**EXERCISE AIM**
Recast everything below, from the line containing "Where can the hiker's arm" down to the last of the lines, as a numbered list with blank lines dropped and the pictures left out.

**DATA RECORDS**
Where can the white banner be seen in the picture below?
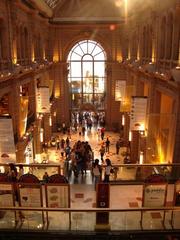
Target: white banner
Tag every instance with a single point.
(58, 196)
(120, 90)
(154, 195)
(42, 100)
(7, 146)
(138, 113)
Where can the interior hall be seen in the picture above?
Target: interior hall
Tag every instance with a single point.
(90, 119)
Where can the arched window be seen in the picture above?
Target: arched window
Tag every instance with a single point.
(163, 35)
(169, 34)
(87, 74)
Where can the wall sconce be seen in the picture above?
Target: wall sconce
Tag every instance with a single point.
(141, 158)
(130, 136)
(41, 135)
(50, 121)
(123, 120)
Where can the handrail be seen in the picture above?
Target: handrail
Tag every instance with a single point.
(172, 208)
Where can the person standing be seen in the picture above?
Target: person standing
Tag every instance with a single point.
(97, 171)
(102, 132)
(102, 152)
(107, 170)
(118, 144)
(107, 144)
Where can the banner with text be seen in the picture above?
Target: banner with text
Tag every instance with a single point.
(7, 146)
(120, 90)
(42, 100)
(138, 113)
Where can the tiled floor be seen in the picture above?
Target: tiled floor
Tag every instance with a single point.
(83, 196)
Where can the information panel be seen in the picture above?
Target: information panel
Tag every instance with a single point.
(6, 195)
(57, 196)
(7, 147)
(30, 197)
(138, 113)
(42, 100)
(154, 195)
(120, 90)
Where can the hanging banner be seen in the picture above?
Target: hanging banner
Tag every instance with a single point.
(29, 153)
(154, 195)
(125, 105)
(57, 196)
(7, 146)
(138, 113)
(6, 195)
(120, 90)
(42, 100)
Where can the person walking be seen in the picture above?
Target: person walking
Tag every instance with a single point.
(107, 170)
(107, 144)
(97, 171)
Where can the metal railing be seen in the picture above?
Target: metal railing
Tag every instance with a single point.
(70, 219)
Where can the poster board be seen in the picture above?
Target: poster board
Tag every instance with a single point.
(57, 195)
(138, 113)
(6, 195)
(42, 100)
(7, 146)
(102, 201)
(154, 195)
(30, 195)
(177, 193)
(120, 90)
(7, 199)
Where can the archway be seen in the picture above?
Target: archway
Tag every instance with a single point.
(87, 75)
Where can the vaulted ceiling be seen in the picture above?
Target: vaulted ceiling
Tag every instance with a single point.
(86, 10)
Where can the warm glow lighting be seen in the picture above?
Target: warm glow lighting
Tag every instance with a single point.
(112, 27)
(141, 158)
(14, 52)
(57, 93)
(126, 10)
(41, 135)
(138, 52)
(153, 52)
(32, 53)
(130, 136)
(50, 121)
(119, 57)
(123, 120)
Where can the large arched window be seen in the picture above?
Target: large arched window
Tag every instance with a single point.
(87, 74)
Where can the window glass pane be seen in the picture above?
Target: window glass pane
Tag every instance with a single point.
(87, 77)
(99, 69)
(98, 84)
(87, 98)
(76, 56)
(91, 47)
(76, 100)
(76, 86)
(99, 101)
(99, 56)
(75, 70)
(83, 47)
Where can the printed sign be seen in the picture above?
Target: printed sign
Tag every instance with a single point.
(138, 113)
(42, 100)
(7, 147)
(30, 197)
(120, 90)
(154, 195)
(6, 195)
(57, 196)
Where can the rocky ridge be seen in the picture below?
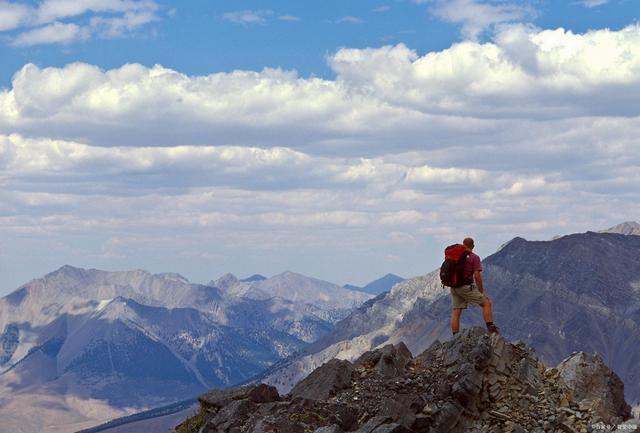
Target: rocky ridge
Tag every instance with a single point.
(475, 382)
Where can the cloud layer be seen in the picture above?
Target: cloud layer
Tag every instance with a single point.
(49, 21)
(534, 133)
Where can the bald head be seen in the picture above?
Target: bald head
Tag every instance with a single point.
(468, 242)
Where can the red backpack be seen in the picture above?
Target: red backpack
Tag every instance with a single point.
(452, 269)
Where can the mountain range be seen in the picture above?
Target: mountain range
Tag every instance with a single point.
(580, 292)
(79, 346)
(383, 284)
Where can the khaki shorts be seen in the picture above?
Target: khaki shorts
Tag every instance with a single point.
(463, 295)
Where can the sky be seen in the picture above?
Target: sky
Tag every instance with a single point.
(339, 139)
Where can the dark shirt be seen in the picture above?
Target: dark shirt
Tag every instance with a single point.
(471, 265)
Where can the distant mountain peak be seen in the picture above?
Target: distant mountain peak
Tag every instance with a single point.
(382, 284)
(625, 228)
(226, 281)
(254, 277)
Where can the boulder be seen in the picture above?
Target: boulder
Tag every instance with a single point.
(592, 383)
(324, 381)
(215, 399)
(372, 424)
(263, 394)
(329, 429)
(391, 428)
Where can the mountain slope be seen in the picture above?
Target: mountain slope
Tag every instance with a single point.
(625, 228)
(578, 292)
(383, 284)
(104, 344)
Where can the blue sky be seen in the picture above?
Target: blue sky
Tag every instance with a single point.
(196, 38)
(324, 137)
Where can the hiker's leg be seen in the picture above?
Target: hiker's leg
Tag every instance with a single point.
(455, 319)
(487, 314)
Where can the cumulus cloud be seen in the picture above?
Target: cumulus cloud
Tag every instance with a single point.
(533, 133)
(248, 17)
(592, 3)
(477, 16)
(349, 19)
(45, 23)
(56, 33)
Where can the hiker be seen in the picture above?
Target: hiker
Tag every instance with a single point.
(461, 273)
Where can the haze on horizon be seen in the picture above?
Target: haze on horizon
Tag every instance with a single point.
(341, 141)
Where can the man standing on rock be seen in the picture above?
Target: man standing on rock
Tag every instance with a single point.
(471, 293)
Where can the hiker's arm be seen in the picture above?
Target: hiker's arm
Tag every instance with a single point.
(478, 278)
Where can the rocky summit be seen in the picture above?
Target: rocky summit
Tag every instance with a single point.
(475, 382)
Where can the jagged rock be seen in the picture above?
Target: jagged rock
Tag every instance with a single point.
(233, 414)
(446, 417)
(474, 383)
(333, 376)
(391, 428)
(217, 398)
(372, 424)
(264, 394)
(343, 415)
(592, 382)
(397, 411)
(389, 361)
(329, 429)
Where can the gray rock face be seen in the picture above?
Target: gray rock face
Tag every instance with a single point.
(9, 341)
(476, 382)
(577, 293)
(123, 340)
(585, 375)
(331, 377)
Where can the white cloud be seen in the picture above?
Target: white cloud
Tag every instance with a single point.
(56, 33)
(45, 23)
(291, 18)
(248, 17)
(12, 15)
(349, 19)
(381, 9)
(477, 16)
(592, 3)
(534, 133)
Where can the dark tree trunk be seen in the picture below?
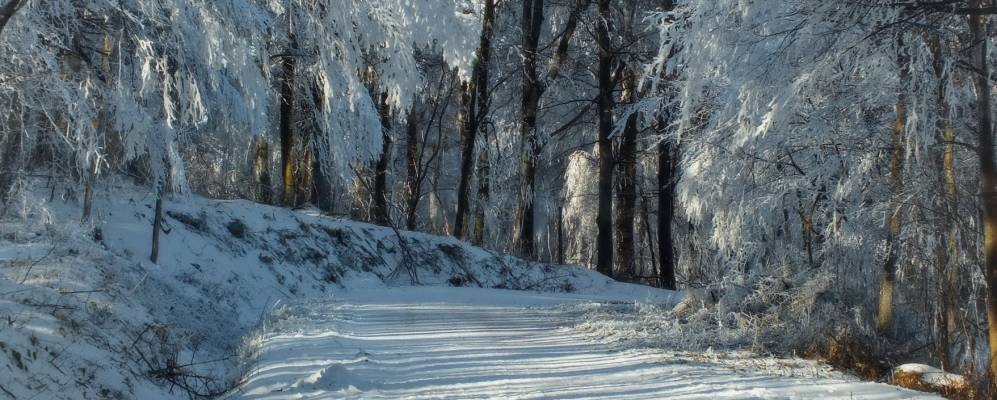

**SOLUTION TO THIS EXERCISE**
1. Where can the hiker's arm be seen in the picture above?
2. Target: hiker's arm
3. Tag every instance with a single point.
4. (478, 278)
5. Where can the rocky summit be seen in the picture above?
6. Target: rocky summit
7. Tag every instance with a single point.
8. (475, 382)
9. Where can the jagged rock be seen in the picture above?
10. Target: jagged rock
11. Tag every instance with a single point.
12. (233, 414)
13. (446, 417)
14. (474, 383)
15. (333, 376)
16. (391, 428)
17. (217, 398)
18. (372, 424)
19. (264, 394)
20. (343, 415)
21. (592, 382)
22. (397, 411)
23. (389, 361)
24. (329, 429)
25. Where can the gray rock face be seen in the picture above?
26. Target: gray rock face
27. Tag every instance with a single point.
28. (9, 341)
29. (476, 382)
30. (577, 293)
31. (123, 340)
32. (585, 375)
33. (331, 377)
34. Where can the white cloud be seen in the picture above?
35. Target: white cloud
36. Tag every instance with a single point.
37. (56, 33)
38. (45, 23)
39. (291, 18)
40. (248, 17)
41. (12, 15)
42. (349, 19)
43. (381, 9)
44. (477, 16)
45. (592, 3)
46. (534, 133)
47. Where can the dark tree trunk be seen in the picture below?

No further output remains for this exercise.